Sexta-feira, 15 de Julho de 2011

15- Terreiro da Lusofonia - por Carlos Loures

 

 Eugénio Tavares se deve a tomada de consciência, que, por finais do século XIX, se verificou entre as gentes do arquipélago de Cabo Verde de que havia uma cultura genuinamente autóctone. Descendente de europeus, foi dos primeiros a proclamar que os cabo-verdianos tinham direito a uma cultura diferenciada e a uma identidade própria. Eugénio Tavares, foi também um consciencializador activo da cabo-verdianidade, actuando no plano político e cultural e sofrendo as inevitáveis perseguições por parte do poder colonial, sendo obrigado a exilar-se. Quase desconhecido em Portugal ou redutoramente referenciado como «criador de mornas», Eugénio Tavares foi um escritor, jornalista e polemista de grande valor.

 

Agora que a literatura do arquipélago se afirma como uma das mais pujantes do universo lusófono, com nomes como o do romancista Germano Almeida, como o do grande Daniel Filipe, e o de Arménio Vieira, Prémio Camões de 2009, não devemos esquecer Eugénio Tavares, pioneiro das letras de Cabo Verde.

#### TAREFA 1:
Reescreva o trecho do texto sobre Eugénio Tavares que abre com as palavras "15- Terreiro da" e fecha com "de grande valor.", trocando "poder colonial" por "governo colonial".
#### TAREFA 2:
Dê continuidade ao texto sobre Eugénio Tavares, começando logo a seguir à sua última frase.
Os itens que se seguem não têm qualquer relação com o texto sobre Eugénio Tavares.

#### ITENS LISTADOS:

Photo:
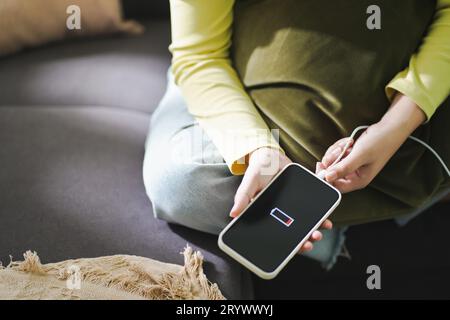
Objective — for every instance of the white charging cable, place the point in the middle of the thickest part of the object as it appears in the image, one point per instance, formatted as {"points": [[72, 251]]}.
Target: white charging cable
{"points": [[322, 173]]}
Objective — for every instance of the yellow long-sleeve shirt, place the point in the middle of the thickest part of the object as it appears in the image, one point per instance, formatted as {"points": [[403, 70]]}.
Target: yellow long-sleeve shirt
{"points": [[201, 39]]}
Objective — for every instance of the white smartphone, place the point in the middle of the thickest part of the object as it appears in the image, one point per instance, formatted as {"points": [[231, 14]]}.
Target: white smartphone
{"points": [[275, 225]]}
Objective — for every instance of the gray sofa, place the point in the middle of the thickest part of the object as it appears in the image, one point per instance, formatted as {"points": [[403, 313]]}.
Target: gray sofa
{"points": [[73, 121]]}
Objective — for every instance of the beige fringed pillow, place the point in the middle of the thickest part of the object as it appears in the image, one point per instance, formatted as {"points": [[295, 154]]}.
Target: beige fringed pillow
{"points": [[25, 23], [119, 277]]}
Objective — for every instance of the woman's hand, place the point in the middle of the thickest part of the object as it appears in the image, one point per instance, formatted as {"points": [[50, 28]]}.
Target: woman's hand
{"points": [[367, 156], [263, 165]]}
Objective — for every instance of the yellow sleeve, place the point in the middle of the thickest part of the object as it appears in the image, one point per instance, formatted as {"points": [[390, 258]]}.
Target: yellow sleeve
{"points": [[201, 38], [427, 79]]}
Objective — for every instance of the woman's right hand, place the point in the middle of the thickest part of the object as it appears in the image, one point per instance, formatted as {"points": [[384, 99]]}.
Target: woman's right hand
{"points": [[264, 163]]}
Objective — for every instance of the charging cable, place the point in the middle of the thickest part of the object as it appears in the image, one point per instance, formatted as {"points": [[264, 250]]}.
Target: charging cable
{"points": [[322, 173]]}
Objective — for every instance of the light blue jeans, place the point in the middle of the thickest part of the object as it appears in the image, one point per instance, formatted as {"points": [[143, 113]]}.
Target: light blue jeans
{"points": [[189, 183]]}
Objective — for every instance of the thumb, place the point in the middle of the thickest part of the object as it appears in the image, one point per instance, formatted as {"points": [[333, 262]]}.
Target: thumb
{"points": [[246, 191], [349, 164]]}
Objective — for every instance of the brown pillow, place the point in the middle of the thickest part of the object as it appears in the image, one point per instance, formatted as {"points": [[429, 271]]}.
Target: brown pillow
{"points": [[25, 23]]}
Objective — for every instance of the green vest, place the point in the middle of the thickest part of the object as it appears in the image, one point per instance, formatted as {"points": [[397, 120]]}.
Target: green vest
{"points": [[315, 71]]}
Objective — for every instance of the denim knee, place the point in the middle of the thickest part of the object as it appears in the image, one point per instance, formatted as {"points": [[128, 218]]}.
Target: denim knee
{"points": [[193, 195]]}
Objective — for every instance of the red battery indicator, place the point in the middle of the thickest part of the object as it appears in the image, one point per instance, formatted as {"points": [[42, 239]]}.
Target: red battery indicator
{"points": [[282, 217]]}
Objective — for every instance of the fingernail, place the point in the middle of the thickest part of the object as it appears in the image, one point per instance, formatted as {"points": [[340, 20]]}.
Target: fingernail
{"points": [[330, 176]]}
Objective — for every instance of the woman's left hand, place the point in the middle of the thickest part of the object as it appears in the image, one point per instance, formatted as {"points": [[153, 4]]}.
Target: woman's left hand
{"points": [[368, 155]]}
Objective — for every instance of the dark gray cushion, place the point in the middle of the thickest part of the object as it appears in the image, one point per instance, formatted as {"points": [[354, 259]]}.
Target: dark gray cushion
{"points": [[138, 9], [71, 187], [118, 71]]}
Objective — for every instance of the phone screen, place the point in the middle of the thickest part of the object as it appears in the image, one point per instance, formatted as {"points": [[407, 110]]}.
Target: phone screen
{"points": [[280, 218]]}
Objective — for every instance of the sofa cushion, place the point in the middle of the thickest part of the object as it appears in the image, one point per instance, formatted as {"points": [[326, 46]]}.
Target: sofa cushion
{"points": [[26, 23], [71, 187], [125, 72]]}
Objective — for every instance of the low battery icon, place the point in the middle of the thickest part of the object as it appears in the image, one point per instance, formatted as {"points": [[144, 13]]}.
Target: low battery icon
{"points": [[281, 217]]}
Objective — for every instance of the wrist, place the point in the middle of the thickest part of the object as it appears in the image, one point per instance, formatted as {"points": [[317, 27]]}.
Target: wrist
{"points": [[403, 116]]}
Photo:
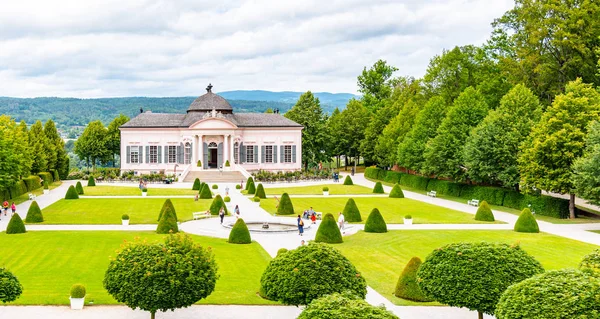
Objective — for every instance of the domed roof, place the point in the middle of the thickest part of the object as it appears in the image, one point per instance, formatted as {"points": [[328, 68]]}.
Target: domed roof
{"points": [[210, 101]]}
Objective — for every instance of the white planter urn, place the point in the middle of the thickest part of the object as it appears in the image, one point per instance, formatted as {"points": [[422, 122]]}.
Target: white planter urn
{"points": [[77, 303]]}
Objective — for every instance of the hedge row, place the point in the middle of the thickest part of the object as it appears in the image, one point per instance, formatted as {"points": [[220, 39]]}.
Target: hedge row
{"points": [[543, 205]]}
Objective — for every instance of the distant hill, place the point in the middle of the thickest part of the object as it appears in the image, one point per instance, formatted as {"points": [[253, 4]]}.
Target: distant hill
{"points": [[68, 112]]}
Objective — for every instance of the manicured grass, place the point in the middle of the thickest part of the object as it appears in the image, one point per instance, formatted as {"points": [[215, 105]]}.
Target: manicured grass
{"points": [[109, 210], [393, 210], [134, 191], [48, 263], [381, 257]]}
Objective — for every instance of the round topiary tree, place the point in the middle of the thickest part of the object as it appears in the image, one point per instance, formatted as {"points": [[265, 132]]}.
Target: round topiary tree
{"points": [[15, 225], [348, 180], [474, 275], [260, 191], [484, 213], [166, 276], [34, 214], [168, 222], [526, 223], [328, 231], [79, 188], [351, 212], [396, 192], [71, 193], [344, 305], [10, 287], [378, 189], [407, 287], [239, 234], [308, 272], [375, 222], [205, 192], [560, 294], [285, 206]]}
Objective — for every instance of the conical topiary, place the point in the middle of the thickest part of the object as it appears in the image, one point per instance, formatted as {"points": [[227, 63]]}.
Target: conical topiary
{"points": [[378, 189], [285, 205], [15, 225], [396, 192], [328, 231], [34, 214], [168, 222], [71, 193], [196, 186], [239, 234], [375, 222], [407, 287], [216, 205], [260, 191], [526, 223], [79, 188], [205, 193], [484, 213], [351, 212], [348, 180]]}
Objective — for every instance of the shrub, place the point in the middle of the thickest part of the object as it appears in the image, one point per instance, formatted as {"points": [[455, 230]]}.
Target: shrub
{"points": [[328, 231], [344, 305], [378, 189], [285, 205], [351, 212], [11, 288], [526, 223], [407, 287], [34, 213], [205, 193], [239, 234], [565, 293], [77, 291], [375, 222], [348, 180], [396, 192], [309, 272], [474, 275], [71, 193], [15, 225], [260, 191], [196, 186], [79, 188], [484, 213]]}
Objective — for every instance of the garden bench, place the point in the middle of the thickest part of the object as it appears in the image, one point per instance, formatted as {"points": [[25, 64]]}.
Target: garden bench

#### RESULTADO 1:
15- Terreiro da Lusofonia - por Carlos Loures

 

 Eugénio Tavares se deve a tomada de consciência, que, por finais do século XIX, se verificou entre as gentes do arquipélago de Cabo Verde de que havia uma cultura genuinamente autóctone. Descendente de europeus, foi dos primeiros a proclamar que os cabo-verdianos tinham direito a uma cultura diferenciada e a uma identidade própria. Eugénio Tavares, foi também um consciencializador activo da cabo-verdianidade, actuando no plano político e cultural e sofrendo as inevitáveis perseguições por parte do governo colonial, sendo obrigado a exilar-se. Quase desconhecido em Portugal ou redutoramente referenciado como «criador de mornas», Eugénio Tavares foi um escritor, jornalista e polemista de grande valor.

#### RESULTADO 2:
Eugénio Tavares, nasceu na ilha Brava a 18 de Outubro de 1867, onde faleceu em Junho de 1930. Autodidacta, adquiriu grande cultura, transformando-se na figura literária mais importante de Cabo Verde nas primeiras três décadas do século XX. Deixou uma vasta produção, em português e em crioulo – poemas, narrativas, peças de teatro e, sobretudo, artigos jornalísticos. Quando exilado nos Estados Unidos, fundou o jornal «Alvorada» em New Bedford. Com colaboração intensa na «Revista de Cabo Verde» e no jornal «A Voz de Cabo Verde», foi postumamente publicado um volume com as suas «Mornas». Da sua produção poética seleccionámos um poema em português:

 

Exilado

 

Pensa no que há de mais sombrio e triste;

terás, destes meus dias vaga imagem;

 soturnos céus – como tu nunca viste

nunca os doirou o halo de uma miragem.

 

O sol – um sol que só de nome existe

 – envolto na algidez e na brumagem

dum frio como tu nunca sentiste,

do nosso sol parece a morta imagem

 

imerge o retransido pensamento

nas noites mais escuras, mais glaciais,

prenhes de raios e vendavais;

 

verás que anos de dor, esse momento passado,

na saudade e no penar,

longe do sol vital do teu olhar!

 

(Fairhaven, 1900)

 

Ouçamos uma morna com música e letra de Eugénio Tavares, interpretada pela bonita voz de Celina Pereira.

 

 

 

 

 

 

 

 

 

 

 

 


 Nota: Esta é a minha última colaboração no Estrolabio. Agradeço a todos os que leram os meus trabalhos a atenção prestada. Um grande abraço, envolvendo colaboradores e leitores.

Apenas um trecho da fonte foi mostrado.